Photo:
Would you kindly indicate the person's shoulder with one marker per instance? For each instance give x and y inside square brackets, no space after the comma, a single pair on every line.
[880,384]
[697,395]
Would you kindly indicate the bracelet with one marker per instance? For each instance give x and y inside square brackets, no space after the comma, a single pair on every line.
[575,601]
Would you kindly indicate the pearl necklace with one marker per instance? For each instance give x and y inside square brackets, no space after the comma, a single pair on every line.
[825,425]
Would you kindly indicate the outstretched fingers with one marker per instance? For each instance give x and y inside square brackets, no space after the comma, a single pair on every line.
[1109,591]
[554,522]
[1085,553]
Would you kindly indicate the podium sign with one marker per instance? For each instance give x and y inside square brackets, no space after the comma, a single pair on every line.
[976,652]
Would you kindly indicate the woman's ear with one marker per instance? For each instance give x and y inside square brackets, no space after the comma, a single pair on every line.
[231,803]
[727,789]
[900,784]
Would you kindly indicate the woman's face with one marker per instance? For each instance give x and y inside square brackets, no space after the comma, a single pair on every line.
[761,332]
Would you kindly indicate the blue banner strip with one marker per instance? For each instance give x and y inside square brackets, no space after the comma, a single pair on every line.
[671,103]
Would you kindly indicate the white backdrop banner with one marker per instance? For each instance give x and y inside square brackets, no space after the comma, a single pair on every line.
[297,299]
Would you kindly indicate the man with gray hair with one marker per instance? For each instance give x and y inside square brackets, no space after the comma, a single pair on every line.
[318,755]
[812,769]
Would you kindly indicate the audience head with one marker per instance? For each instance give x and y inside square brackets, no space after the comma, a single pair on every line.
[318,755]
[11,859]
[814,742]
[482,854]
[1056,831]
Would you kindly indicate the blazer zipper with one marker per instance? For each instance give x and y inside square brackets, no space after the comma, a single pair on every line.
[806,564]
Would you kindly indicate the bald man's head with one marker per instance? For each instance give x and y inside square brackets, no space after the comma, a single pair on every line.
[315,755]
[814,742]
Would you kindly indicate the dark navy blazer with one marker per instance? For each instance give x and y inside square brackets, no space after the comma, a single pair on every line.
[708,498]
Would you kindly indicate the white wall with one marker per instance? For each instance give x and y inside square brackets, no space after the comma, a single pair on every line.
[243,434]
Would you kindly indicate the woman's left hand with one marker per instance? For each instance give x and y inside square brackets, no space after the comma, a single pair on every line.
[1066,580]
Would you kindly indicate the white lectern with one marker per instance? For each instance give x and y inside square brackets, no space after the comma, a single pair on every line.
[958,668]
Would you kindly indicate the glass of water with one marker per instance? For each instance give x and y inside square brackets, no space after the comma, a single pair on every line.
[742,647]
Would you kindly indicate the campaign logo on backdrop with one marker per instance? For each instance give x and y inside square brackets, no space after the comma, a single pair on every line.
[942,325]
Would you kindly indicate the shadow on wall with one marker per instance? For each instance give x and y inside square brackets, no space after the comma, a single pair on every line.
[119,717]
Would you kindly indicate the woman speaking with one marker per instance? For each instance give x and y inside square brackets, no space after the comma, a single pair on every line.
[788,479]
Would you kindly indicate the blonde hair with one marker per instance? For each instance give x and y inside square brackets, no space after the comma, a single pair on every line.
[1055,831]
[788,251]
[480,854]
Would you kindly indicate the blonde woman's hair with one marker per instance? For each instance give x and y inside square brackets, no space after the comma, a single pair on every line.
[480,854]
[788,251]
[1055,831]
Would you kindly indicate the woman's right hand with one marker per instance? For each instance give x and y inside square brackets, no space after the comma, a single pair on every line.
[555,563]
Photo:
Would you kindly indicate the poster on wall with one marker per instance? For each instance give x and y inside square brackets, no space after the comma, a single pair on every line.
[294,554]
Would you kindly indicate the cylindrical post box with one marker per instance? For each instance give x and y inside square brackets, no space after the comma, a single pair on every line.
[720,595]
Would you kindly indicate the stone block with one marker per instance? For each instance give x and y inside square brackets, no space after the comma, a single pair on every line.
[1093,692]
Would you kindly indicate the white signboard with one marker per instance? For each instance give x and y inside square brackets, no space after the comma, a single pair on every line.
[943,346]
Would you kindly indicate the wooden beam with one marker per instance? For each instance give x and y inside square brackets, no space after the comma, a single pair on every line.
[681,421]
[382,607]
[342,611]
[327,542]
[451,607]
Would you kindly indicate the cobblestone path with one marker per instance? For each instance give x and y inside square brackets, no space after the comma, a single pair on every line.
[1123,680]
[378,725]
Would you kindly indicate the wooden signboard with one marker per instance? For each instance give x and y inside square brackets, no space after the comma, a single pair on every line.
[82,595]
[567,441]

Exercise aim
Reproduce all of the material above without alteration.

Reply to the task
Photo:
Would you kindly indicate the person's shoulder with one marker per instance? For each instance give x and y inside square brackets, no space after the comma, a single pair on every line.
[880,384]
[697,395]
Would you kindly indicate the bracelet with one marker per instance? For each instance give x and y inside square brackets, no space after the comma, a single pair on every line.
[575,601]
Would you kindly indicate the pearl necklace with one marker per instance? For each instance give x and y inside square brackets, no space after the comma, a single pair on every line.
[825,425]
Would you kindly indicate the outstretched fingers with one marker per instance? For each instance give x and y inside square brackets, no space after the comma, a single pair on every line.
[1109,591]
[554,522]
[1085,553]
Would you kindly indicate the podium sign with one marker per instance? For each instance give x and y inside square brackets, no space after the comma, a single pair on every line.
[976,652]
Would you kindly indicate the woman's ear with one marker per instance? For each instance give x and y inside square brackets, no space after the comma, a single pair on every line.
[231,803]
[727,789]
[900,784]
Would you kindly indicate the woman's face with one marker per instance? For each instance give x and y inside square brackets, no space after the comma, a single pair on every line.
[761,332]
Would you kindly indicate the blue banner strip with one marker per instance? For each instance give x and y inside square brackets, no space after the comma, a single pair on every line.
[671,103]
Would you kindly indicate the white backdrop banner with one marker per instance? For each instance give x and y inside square brackets, no space after the comma, a single pair on every line.
[297,299]
Would you kindly indicate the man with gray hair with one marker per instance? For each instance give x and y inside square brackets, no space after the comma, a single pair on every line.
[318,755]
[812,769]
Would you kindly indicate the audience head with one marker per instance? For each instance give x and y inside square brackets, no space after the comma, a single pair on every line.
[318,755]
[11,859]
[814,742]
[482,854]
[1056,831]
Would you kindly indicate the blazer zipper with one marker per instance? For each instance give x and y inside square brackets, no space after the comma, a single pair on every line.
[806,564]
Would you kindly indicate the bald man's head with one marker per instance? For each instance give x and y inside square brackets, no space after the comma, a single pair on every line.
[315,755]
[814,742]
Would you kindly indicate the dark navy blazer with one marker per instance? For each instance give x and y inside square brackets, no space after the comma, a single pair on every line.
[708,498]
Would you kindly indicate the white wall with one marker per instance? For each instance give x and y inside square brackets, no space after the comma, a single pair on every line.
[243,434]
Would you kindly indicate the woman's left hand with one marker per instance? For each instance give x and y inside square brackets, no space after the comma, a single pair on every line.
[1066,580]
Would you kindly indicate the white lectern with one marker per instance? For each instance give x and y inside square brackets, no space after the comma, a single pair on every line.
[958,668]
Would you kindly indicate the glass of water with one marker per instance? For each instance give x and y inside square brackets, no space after the comma, a single pair on every line.
[742,647]
Would you kindly indicate the campaign logo on backdrop with one marker per instance? For each instance give x and y inside square brackets, no space after the comma, a single pair on every line.
[942,325]
Would you kindly indicate the shadow on wall with one marker per instance? For each instance give x and y inside square brackets, no space after the comma, a single pair on every line.
[119,717]
Would you kindly indicate the woman speaking with one marker per instance? For each instance give x and y inside square brackets, no space after the comma, a single pair on every line.
[788,479]
Would you kindly indicate the blonde hair with one marker per instance? For each instance give x and y inside square brackets, no space after the comma, a single pair on every line.
[1055,831]
[788,251]
[480,854]
Would you kindly indicate the blonde woman's hair with one marker per instance? For each instance give x and y inside square brackets, no space after the comma, a single pair on every line.
[480,854]
[788,251]
[1055,831]
Would you kindly indicate the woman's right hand with one marker per instance? For each instance give x and y inside square brackets, no space after the comma, a single pair on every line.
[555,563]
Photo:
Would you kindly indicate the poster on wall with one marker per instance? For each instance give x and y inside square brackets, no space after the comma, a single pair on every line.
[294,554]
Would you kindly indicate the cylindrical post box with one marker per instance? For each instance give x and y inside square brackets, no space after the comma, a single pair on every line.
[720,595]
Would you kindly indicate the stone block with one marker per instance? For each instance give x and y inside square brackets, no space after the comma, a single pair on every line.
[1093,692]
Would you kindly indicate the white signboard with one marker per instance? For each instance give x and y inside square brackets, no space after the comma, a single pair on every line.
[943,346]
Would you kindly indicate the wooden beam with one marker per instance? For each instance give x and y inside square brackets, no space after the comma, a single pair on every line.
[681,421]
[382,607]
[342,611]
[327,542]
[451,607]
Would you kindly indicate the cobblestone path with one marker per instance? For each instance give x and y inside square brackets, no space after the comma, a single pair on every line.
[1123,680]
[378,725]
Would you kindly indicate the wooden signboard with one marker per instance? For each instance give x and y inside square brackets, no space after the comma, a single pair on every line.
[82,595]
[567,441]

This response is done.